Data listing:
* * * * *

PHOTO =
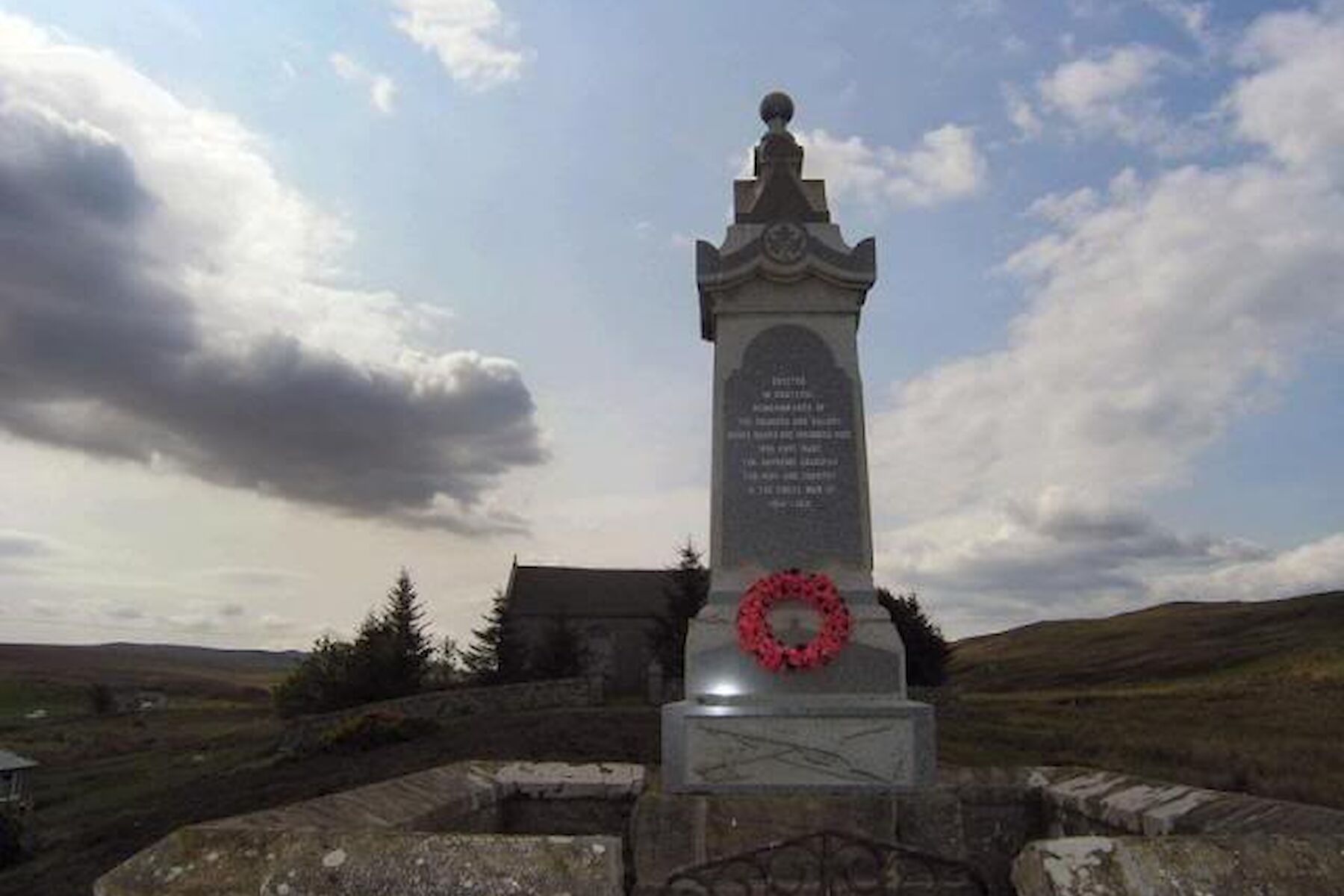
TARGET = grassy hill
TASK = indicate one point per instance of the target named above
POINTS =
(1195, 644)
(1236, 696)
(55, 677)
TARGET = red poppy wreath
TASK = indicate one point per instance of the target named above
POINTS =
(757, 637)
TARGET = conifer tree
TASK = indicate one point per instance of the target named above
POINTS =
(494, 656)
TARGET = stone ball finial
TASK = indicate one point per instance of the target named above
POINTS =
(777, 105)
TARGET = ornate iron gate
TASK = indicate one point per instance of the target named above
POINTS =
(830, 864)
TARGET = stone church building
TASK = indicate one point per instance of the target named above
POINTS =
(616, 613)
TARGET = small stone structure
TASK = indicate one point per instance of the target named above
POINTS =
(781, 300)
(305, 732)
(616, 615)
(393, 837)
(15, 793)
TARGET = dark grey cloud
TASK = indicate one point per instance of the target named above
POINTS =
(253, 578)
(101, 354)
(1055, 554)
(22, 544)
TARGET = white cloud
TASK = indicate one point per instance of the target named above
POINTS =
(1090, 90)
(381, 87)
(979, 8)
(1192, 18)
(1159, 314)
(945, 166)
(470, 37)
(1317, 566)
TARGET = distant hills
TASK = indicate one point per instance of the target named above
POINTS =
(154, 667)
(1296, 638)
(1174, 644)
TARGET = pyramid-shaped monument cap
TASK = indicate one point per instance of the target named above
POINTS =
(779, 191)
(781, 228)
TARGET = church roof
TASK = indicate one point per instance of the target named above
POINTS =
(13, 762)
(576, 591)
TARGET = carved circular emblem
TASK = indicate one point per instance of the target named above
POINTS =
(785, 242)
(816, 590)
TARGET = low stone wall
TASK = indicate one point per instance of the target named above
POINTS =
(305, 732)
(1248, 865)
(1001, 818)
(388, 839)
(366, 862)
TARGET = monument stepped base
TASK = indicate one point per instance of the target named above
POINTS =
(833, 743)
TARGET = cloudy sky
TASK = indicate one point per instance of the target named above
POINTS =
(295, 294)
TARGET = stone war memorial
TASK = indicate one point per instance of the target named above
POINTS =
(794, 763)
(794, 675)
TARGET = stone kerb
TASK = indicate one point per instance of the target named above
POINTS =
(370, 862)
(1261, 865)
(304, 732)
(1086, 801)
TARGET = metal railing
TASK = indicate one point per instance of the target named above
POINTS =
(830, 862)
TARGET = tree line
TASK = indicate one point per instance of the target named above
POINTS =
(393, 655)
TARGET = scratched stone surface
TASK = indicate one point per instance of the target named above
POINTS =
(800, 751)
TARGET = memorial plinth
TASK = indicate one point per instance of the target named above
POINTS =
(781, 300)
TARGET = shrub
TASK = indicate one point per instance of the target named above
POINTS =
(373, 729)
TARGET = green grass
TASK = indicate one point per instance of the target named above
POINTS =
(1300, 638)
(1234, 696)
(20, 697)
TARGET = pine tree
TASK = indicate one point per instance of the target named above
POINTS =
(559, 653)
(409, 647)
(927, 650)
(687, 593)
(495, 655)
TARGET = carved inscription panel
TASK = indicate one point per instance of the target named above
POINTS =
(791, 485)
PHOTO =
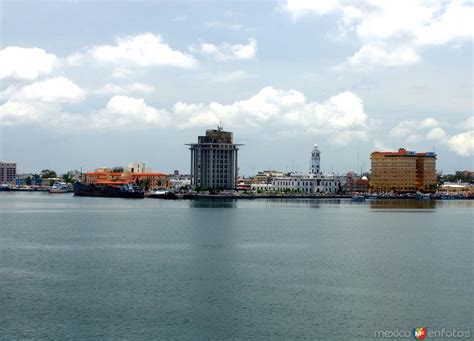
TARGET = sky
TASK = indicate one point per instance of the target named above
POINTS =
(85, 84)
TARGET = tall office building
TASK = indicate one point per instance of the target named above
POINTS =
(315, 160)
(403, 171)
(214, 160)
(7, 172)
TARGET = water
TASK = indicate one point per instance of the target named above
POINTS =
(92, 268)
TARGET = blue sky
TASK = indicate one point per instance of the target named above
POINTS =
(89, 84)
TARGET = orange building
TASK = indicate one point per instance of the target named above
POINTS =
(403, 171)
(149, 180)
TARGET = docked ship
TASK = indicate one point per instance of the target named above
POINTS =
(119, 191)
(60, 187)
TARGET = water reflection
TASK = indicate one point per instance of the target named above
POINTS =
(213, 203)
(403, 204)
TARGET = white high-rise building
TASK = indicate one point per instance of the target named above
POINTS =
(315, 160)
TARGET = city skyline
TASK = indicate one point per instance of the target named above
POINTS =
(86, 84)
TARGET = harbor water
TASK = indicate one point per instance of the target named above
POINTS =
(90, 268)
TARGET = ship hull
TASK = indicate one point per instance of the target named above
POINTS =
(88, 190)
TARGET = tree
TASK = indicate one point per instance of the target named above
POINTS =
(47, 173)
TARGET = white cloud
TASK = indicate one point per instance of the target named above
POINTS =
(26, 63)
(58, 90)
(225, 25)
(469, 123)
(436, 134)
(393, 33)
(429, 129)
(299, 8)
(128, 112)
(142, 50)
(122, 73)
(415, 131)
(228, 51)
(126, 89)
(463, 143)
(371, 54)
(341, 117)
(13, 113)
(227, 76)
(429, 123)
(75, 59)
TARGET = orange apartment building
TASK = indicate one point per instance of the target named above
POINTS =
(105, 177)
(403, 171)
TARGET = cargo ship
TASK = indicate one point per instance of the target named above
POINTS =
(119, 191)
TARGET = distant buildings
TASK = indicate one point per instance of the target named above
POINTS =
(314, 182)
(137, 167)
(7, 172)
(134, 173)
(403, 171)
(214, 160)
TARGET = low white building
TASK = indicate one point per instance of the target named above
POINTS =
(314, 182)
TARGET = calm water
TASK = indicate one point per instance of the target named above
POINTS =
(114, 268)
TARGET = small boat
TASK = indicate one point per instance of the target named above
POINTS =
(163, 195)
(358, 198)
(108, 191)
(423, 196)
(60, 187)
(5, 188)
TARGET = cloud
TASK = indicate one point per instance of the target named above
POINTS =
(142, 50)
(128, 112)
(300, 8)
(463, 143)
(14, 113)
(341, 118)
(371, 54)
(225, 25)
(436, 134)
(26, 63)
(122, 73)
(429, 129)
(392, 33)
(58, 90)
(226, 76)
(126, 89)
(227, 51)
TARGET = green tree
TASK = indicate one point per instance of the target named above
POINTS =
(68, 177)
(47, 173)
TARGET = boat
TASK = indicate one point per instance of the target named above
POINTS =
(108, 191)
(358, 198)
(60, 187)
(163, 195)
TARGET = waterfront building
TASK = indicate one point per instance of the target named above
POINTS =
(151, 180)
(266, 176)
(7, 172)
(403, 171)
(214, 160)
(356, 183)
(313, 182)
(28, 180)
(137, 167)
(298, 183)
(315, 160)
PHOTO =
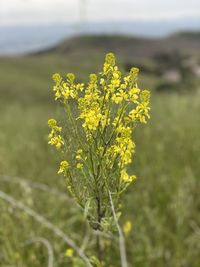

* * * * *

DIRECTION: Please extract every line of the records above that contains the word "tree", and list them.

TASK SOLUTION:
TARGET = conifer tree
TARGET = tree line
TARGET = pine tree
TARGET = tree
TARGET = green tree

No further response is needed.